Given passage
______________________________

I’ve been looking on and off for months to find statistics bearing out the crisis that Treasury Secretary Hank Paulson announced back in October. If you recall, the crisis was kicked off by a quarterly readjustment of financial institutions’ books that were forced by Sarbanes-Oxley rules to reflect the badly depressed foreclosure values of mortgages. Other regulatory rules forced these same companies to find sources of loans to cover the deficits created by re-valuing the mortgage assets. They couldn’t get the loans — too much was needed too quickly, and there was every reason to expect the troubled financials to default in any case — and a bunch of them closed their doors, or sold themselves to bigger institutions.

Allegedly, the fear created by the revaluing of mortgage assets and the resulting collapses of major financial institutions made it impossible for businesses to obtain loans to do their daily business.

This all makes sense. The problem is, it’s pretty nearly impossible to see any of this in the statistics that have been published since. Skeptical observers should be asking why not.

The first indication came in a skeptical article published earlier this month by the American Institute for Economic Research. Titled “The Financial Crisis and Business Loans: The Credit Crunch That Isn’t,” the article by Dr. Richard Ebeling, a distinguished economics professor, claims that while banks have been tightening their credit-worthiness assessments, they have only slowed the growth of loans to businesses, not reduced them at all:

The impression of a financial sector that has ground to a halt, however, is not born out by the facts. To the contrary, lending and borrowing have continued to grow in America, albeit at a lower rate of growth all through 2008.

Banks have used a large portion of the Federal Reserve’s expansion of the monetary base (up 70 percent since July) to shore up balance sheets. But they have not “rebalanced” their balance sheets through any noticeable decrease in commercial and industrial lending.

______________________________

(Excerpt from a dataset)

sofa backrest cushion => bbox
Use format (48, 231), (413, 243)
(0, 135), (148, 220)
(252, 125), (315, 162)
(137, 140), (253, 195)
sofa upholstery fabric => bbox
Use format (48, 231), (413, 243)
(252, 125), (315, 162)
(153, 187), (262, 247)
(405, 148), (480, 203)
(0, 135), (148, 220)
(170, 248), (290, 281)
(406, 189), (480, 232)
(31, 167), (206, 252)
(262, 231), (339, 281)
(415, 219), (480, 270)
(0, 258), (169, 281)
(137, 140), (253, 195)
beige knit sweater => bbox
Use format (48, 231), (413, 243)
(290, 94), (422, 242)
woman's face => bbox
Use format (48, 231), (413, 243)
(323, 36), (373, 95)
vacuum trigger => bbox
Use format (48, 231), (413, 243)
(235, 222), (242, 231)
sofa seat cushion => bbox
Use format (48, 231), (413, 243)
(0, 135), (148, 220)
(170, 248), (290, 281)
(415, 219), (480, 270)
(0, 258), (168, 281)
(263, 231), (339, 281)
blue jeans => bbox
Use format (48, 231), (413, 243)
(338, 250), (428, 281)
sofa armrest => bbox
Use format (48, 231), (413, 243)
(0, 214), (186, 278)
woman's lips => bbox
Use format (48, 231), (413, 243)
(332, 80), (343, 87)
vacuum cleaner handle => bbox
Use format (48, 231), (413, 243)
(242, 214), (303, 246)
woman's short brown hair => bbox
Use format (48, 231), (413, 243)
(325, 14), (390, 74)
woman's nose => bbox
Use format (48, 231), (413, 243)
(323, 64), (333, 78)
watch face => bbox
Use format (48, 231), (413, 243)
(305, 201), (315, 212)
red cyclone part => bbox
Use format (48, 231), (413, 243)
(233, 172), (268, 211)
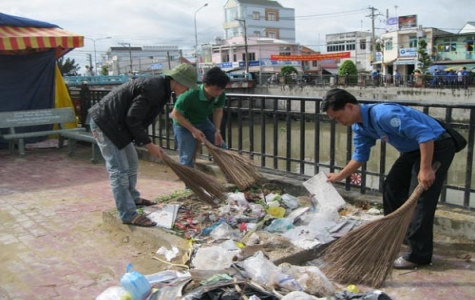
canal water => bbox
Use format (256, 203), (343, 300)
(226, 120), (475, 205)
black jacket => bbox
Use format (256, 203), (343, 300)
(89, 77), (171, 149)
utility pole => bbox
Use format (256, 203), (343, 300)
(235, 19), (249, 75)
(119, 43), (134, 73)
(87, 53), (92, 68)
(367, 6), (379, 64)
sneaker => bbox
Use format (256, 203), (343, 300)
(393, 256), (418, 270)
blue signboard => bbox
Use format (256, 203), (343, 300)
(150, 63), (162, 70)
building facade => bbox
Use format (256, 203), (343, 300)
(102, 44), (182, 75)
(223, 0), (295, 43)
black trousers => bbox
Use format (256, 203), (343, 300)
(383, 138), (455, 264)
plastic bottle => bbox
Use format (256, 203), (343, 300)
(120, 264), (152, 300)
(266, 218), (294, 232)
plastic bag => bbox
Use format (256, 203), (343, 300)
(96, 286), (128, 300)
(120, 264), (152, 300)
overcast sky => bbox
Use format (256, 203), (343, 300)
(0, 0), (475, 72)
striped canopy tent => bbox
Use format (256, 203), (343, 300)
(0, 13), (84, 138)
(0, 13), (84, 58)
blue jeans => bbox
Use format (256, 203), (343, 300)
(173, 119), (228, 167)
(90, 120), (140, 223)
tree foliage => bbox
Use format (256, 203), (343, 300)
(338, 60), (358, 83)
(417, 39), (432, 74)
(101, 65), (109, 76)
(57, 56), (81, 76)
(280, 66), (298, 83)
(338, 60), (358, 76)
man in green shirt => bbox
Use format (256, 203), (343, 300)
(171, 67), (230, 167)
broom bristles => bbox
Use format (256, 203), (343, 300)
(322, 184), (424, 288)
(205, 140), (263, 190)
(162, 152), (226, 206)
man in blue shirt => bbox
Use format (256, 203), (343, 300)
(171, 67), (230, 167)
(321, 89), (455, 269)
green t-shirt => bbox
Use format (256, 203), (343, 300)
(173, 84), (226, 125)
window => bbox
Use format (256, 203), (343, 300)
(409, 36), (417, 48)
(465, 41), (473, 52)
(346, 41), (356, 51)
(384, 39), (393, 50)
(279, 47), (290, 56)
(327, 42), (345, 52)
(267, 12), (277, 21)
(360, 40), (366, 50)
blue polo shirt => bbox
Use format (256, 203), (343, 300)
(351, 103), (445, 162)
(173, 84), (226, 125)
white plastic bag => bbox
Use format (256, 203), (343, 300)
(96, 286), (128, 300)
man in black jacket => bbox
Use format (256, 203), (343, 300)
(89, 64), (198, 227)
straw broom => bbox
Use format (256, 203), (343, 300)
(205, 140), (263, 191)
(162, 152), (226, 206)
(322, 163), (440, 288)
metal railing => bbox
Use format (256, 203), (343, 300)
(74, 86), (475, 209)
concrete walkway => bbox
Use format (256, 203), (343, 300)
(0, 145), (475, 300)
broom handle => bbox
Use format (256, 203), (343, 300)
(386, 161), (440, 217)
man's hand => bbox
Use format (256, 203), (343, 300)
(214, 130), (223, 147)
(327, 173), (344, 182)
(145, 143), (163, 159)
(191, 127), (206, 144)
(417, 168), (435, 190)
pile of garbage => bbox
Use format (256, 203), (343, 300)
(96, 175), (390, 300)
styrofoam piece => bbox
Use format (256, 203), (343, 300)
(303, 172), (346, 209)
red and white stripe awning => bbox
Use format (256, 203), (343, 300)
(0, 26), (84, 57)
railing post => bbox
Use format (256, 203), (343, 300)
(79, 82), (91, 127)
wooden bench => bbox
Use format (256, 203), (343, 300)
(0, 107), (86, 157)
(61, 115), (101, 164)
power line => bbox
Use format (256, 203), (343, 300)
(295, 8), (366, 19)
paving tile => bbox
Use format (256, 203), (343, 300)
(0, 145), (475, 300)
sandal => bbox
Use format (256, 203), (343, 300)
(124, 215), (157, 227)
(135, 198), (157, 206)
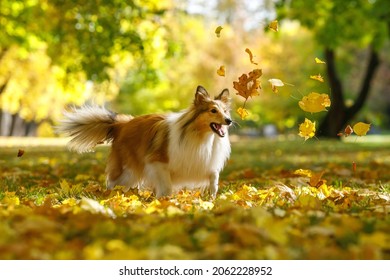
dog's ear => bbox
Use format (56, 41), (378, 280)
(194, 86), (210, 105)
(215, 88), (230, 104)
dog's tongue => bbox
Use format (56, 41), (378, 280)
(214, 123), (226, 137)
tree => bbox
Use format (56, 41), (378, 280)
(277, 0), (390, 137)
(0, 0), (170, 135)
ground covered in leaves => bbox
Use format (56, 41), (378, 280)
(0, 138), (390, 259)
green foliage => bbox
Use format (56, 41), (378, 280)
(279, 0), (390, 49)
(0, 139), (390, 259)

______________________________

Stated exercise
Continue the passage on the credit crisis and business lending, starting after its final sentence.

Answer for this exercise
At the time, I criticized the article because it only reported figures through the end of the 3rd Quarter of 2008, missing the actual credit collapse in October. That was all that was available at the time. However, Dr. Ebeling was correct at least in noting that the reports of tightening credit through the summer seemed to have been badly exaggerated.

Today, I checked the current figures from the Federal Reserve for business loans, and they continue to bear out Dr. Ebeling’s skepticism. I’ve included a reduced chart of commercial and industrial loans from banks in the US through mid-January 2009 below. The bottom line is large banks only; the top line is all banks. Click to enlarge.

As you can see, loans to commercial and industrial customers have been dropping since September, but are still well above the trend line beginning near the end of 2007. The big bulge in September and October represents the Fed’s increase in the money supply that I reported a couple of days ago, and possibly also the first round of TARP funds insofar as they went to financial institutions.

Dr. Ebeling observed that a lot of the new money went to “shore up balance sheets.” What that means is that the banks took their infusion of funds and used them to pay off their own debts to other banks. Those other banks then took the money and paid down their debts, and so on. The result would be that a lot of banks are in better financial condition than they were at the time, and won’t go out of business. They would not have loaned more money to customers based on this infusion of money, but neither would they have loaned less.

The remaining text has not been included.